Items from a data source:
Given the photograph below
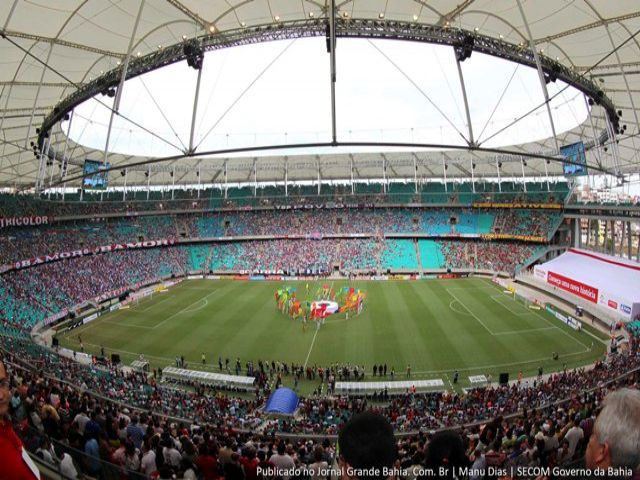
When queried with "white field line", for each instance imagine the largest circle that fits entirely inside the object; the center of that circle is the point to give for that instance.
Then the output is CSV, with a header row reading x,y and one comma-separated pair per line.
x,y
523,313
586,349
529,330
185,309
472,314
451,303
153,305
311,348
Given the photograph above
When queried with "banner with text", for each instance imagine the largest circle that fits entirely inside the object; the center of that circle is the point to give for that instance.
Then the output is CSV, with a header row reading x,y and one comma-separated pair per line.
x,y
580,289
28,221
84,252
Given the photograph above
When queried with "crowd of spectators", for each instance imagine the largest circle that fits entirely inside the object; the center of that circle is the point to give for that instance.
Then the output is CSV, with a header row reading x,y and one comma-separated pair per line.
x,y
30,295
20,243
96,203
321,413
493,256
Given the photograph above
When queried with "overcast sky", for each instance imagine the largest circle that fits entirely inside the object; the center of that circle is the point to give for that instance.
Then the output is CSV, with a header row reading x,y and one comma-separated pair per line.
x,y
279,93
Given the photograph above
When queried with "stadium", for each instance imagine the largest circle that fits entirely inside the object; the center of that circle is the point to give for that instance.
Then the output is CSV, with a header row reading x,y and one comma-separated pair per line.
x,y
267,239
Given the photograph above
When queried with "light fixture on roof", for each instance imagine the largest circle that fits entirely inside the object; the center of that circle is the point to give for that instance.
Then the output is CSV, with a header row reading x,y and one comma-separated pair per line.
x,y
464,49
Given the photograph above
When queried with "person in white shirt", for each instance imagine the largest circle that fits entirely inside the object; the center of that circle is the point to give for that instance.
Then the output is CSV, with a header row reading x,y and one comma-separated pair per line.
x,y
283,462
574,436
318,469
148,463
81,419
67,468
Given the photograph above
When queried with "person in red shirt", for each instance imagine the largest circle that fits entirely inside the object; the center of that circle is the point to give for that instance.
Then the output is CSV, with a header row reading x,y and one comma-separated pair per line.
x,y
16,464
207,463
250,463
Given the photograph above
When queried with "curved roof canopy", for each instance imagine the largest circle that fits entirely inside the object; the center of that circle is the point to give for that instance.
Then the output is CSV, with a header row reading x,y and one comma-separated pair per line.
x,y
59,53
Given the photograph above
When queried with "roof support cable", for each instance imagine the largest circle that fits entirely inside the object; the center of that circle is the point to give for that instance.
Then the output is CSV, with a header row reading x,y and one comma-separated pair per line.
x,y
422,92
242,94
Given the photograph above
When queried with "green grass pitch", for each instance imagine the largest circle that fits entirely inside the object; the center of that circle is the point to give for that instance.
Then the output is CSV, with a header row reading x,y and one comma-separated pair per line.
x,y
435,326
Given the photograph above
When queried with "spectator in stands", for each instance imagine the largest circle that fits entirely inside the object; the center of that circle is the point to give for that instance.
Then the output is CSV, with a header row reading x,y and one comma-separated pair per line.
x,y
14,460
366,442
283,462
446,455
615,441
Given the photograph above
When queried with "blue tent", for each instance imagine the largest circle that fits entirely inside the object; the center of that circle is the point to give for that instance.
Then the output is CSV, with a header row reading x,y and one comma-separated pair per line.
x,y
283,401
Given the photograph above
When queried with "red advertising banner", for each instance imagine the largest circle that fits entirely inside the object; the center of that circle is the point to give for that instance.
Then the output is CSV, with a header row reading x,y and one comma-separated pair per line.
x,y
573,286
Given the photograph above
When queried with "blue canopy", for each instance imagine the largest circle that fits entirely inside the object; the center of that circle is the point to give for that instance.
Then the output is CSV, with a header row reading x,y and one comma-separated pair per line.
x,y
284,401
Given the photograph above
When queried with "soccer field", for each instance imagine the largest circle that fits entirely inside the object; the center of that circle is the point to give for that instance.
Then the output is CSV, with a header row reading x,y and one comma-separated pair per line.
x,y
435,326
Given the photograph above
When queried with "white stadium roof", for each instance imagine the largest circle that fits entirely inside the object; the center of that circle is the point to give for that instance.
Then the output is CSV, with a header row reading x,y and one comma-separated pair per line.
x,y
55,53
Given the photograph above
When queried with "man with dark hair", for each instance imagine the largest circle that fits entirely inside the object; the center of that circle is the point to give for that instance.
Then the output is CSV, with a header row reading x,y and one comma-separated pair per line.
x,y
367,447
446,455
14,460
616,433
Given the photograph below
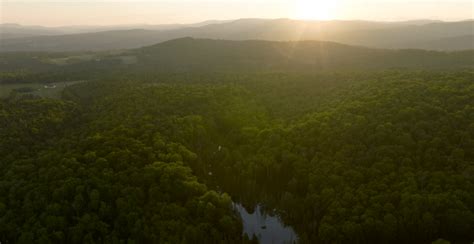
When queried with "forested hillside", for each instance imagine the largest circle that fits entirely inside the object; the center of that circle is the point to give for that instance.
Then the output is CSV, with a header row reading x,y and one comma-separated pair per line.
x,y
342,156
205,55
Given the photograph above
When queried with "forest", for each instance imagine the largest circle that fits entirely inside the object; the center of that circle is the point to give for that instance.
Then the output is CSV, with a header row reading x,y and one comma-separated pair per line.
x,y
343,156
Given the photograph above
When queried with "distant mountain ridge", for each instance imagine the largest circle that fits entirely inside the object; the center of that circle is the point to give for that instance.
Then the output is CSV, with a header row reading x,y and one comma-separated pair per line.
x,y
394,35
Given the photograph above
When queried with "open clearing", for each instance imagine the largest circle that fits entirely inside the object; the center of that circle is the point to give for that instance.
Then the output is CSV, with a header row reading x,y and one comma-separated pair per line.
x,y
49,90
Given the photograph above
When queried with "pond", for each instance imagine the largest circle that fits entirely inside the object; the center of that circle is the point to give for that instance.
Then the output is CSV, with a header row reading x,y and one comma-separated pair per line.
x,y
267,228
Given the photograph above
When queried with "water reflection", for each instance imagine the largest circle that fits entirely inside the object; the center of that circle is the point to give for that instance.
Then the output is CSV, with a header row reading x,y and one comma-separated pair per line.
x,y
267,228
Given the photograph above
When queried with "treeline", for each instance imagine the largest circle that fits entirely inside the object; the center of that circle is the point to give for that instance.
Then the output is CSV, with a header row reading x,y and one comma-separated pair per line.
x,y
343,157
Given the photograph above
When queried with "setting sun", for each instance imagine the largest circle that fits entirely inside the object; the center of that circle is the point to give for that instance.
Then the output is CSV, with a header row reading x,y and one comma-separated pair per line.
x,y
315,9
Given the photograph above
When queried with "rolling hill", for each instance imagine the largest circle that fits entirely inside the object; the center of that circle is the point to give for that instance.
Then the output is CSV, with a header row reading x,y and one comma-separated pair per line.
x,y
393,35
208,55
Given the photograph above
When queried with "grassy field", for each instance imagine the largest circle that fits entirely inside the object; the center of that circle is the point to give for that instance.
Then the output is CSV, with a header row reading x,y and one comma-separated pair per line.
x,y
50,90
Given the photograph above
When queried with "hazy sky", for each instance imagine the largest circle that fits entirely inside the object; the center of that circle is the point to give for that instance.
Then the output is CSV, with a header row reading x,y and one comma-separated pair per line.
x,y
107,12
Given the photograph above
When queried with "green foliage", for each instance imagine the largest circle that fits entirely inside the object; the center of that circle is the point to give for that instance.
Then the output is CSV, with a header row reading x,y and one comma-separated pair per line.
x,y
344,157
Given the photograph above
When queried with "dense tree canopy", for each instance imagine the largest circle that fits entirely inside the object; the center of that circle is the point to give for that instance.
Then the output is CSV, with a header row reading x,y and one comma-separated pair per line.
x,y
344,157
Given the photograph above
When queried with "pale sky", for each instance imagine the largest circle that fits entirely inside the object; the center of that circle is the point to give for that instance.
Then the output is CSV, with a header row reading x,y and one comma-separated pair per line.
x,y
108,12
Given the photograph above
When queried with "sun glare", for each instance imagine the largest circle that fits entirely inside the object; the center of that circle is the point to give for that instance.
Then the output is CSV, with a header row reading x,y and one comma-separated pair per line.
x,y
315,9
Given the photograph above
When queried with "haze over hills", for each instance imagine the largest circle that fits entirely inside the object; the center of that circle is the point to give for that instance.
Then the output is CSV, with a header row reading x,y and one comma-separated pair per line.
x,y
208,55
12,30
422,34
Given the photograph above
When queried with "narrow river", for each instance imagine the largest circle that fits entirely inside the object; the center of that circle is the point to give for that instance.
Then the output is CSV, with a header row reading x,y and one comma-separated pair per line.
x,y
269,229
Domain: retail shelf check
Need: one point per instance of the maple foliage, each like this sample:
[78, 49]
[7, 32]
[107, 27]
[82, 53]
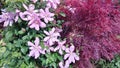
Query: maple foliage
[93, 26]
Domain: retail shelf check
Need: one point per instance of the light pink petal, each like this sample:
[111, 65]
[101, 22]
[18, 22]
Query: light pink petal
[52, 14]
[47, 10]
[42, 24]
[31, 53]
[37, 54]
[31, 22]
[51, 42]
[37, 41]
[30, 43]
[71, 59]
[56, 48]
[51, 48]
[31, 7]
[32, 26]
[56, 34]
[67, 64]
[16, 18]
[37, 27]
[6, 23]
[10, 23]
[34, 1]
[72, 48]
[61, 65]
[46, 38]
[31, 48]
[50, 19]
[76, 57]
[41, 11]
[63, 47]
[66, 56]
[46, 20]
[67, 50]
[60, 52]
[24, 16]
[46, 32]
[52, 31]
[25, 6]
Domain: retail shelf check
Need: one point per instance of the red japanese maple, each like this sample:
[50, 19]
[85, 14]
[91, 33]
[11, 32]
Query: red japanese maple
[93, 26]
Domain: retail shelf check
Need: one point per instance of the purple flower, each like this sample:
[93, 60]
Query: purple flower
[71, 55]
[51, 36]
[35, 22]
[29, 10]
[34, 1]
[67, 64]
[32, 16]
[60, 47]
[53, 3]
[36, 49]
[48, 48]
[7, 18]
[17, 15]
[46, 15]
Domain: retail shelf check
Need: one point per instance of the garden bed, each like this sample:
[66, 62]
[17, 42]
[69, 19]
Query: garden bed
[60, 34]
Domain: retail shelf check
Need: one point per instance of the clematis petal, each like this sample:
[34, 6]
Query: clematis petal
[56, 48]
[46, 38]
[37, 54]
[30, 43]
[52, 31]
[31, 7]
[25, 6]
[72, 48]
[67, 64]
[42, 24]
[66, 56]
[46, 32]
[61, 64]
[31, 53]
[6, 23]
[37, 27]
[60, 52]
[76, 57]
[37, 41]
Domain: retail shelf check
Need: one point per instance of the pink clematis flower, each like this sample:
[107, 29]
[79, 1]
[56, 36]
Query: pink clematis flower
[71, 55]
[67, 64]
[36, 50]
[35, 22]
[46, 15]
[17, 15]
[29, 10]
[34, 1]
[48, 48]
[51, 37]
[60, 47]
[53, 3]
[7, 18]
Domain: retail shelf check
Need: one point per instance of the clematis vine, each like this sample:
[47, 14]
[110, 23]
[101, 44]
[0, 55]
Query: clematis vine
[35, 48]
[52, 37]
[7, 18]
[53, 3]
[46, 15]
[60, 47]
[71, 55]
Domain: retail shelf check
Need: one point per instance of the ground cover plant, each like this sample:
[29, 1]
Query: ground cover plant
[60, 34]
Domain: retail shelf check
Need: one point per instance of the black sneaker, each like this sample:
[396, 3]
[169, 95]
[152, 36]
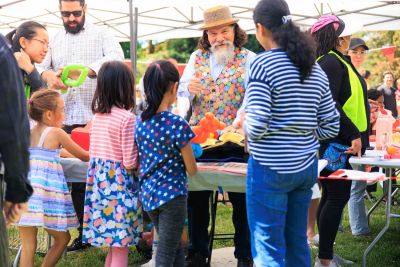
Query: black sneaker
[246, 262]
[77, 245]
[195, 260]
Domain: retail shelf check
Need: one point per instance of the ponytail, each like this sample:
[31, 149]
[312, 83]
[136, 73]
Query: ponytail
[26, 30]
[158, 78]
[299, 46]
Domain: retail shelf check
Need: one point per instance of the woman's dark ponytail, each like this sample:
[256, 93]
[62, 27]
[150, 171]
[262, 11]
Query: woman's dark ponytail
[299, 46]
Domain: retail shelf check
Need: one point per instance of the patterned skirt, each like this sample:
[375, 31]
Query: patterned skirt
[112, 212]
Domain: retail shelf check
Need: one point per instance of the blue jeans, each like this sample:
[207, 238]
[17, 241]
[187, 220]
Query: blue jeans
[357, 213]
[277, 209]
[169, 220]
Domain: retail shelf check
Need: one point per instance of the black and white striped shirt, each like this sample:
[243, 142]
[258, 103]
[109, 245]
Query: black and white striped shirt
[284, 117]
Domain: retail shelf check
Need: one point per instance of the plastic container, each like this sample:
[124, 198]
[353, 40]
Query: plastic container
[384, 129]
[81, 137]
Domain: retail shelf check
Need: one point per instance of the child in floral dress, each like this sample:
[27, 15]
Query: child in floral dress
[50, 206]
[111, 212]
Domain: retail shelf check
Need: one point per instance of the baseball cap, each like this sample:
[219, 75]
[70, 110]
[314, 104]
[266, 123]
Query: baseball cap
[351, 27]
[356, 42]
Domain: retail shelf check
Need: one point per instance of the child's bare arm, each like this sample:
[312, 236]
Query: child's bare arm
[189, 160]
[71, 146]
[65, 154]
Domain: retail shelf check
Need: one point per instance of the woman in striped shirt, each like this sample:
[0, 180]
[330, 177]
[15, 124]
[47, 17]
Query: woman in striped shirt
[289, 108]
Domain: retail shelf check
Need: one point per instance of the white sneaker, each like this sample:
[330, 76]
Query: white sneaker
[319, 264]
[341, 261]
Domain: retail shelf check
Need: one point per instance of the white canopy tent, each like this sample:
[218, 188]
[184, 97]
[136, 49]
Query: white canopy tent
[157, 19]
[181, 18]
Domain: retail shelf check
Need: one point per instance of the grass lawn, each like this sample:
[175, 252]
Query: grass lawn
[385, 253]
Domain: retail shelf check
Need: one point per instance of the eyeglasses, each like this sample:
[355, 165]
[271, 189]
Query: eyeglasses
[360, 52]
[67, 14]
[44, 44]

WORK TASK: Please state how many lines in the records above hold the word "banner", giving only the number.

OUTPUT: 2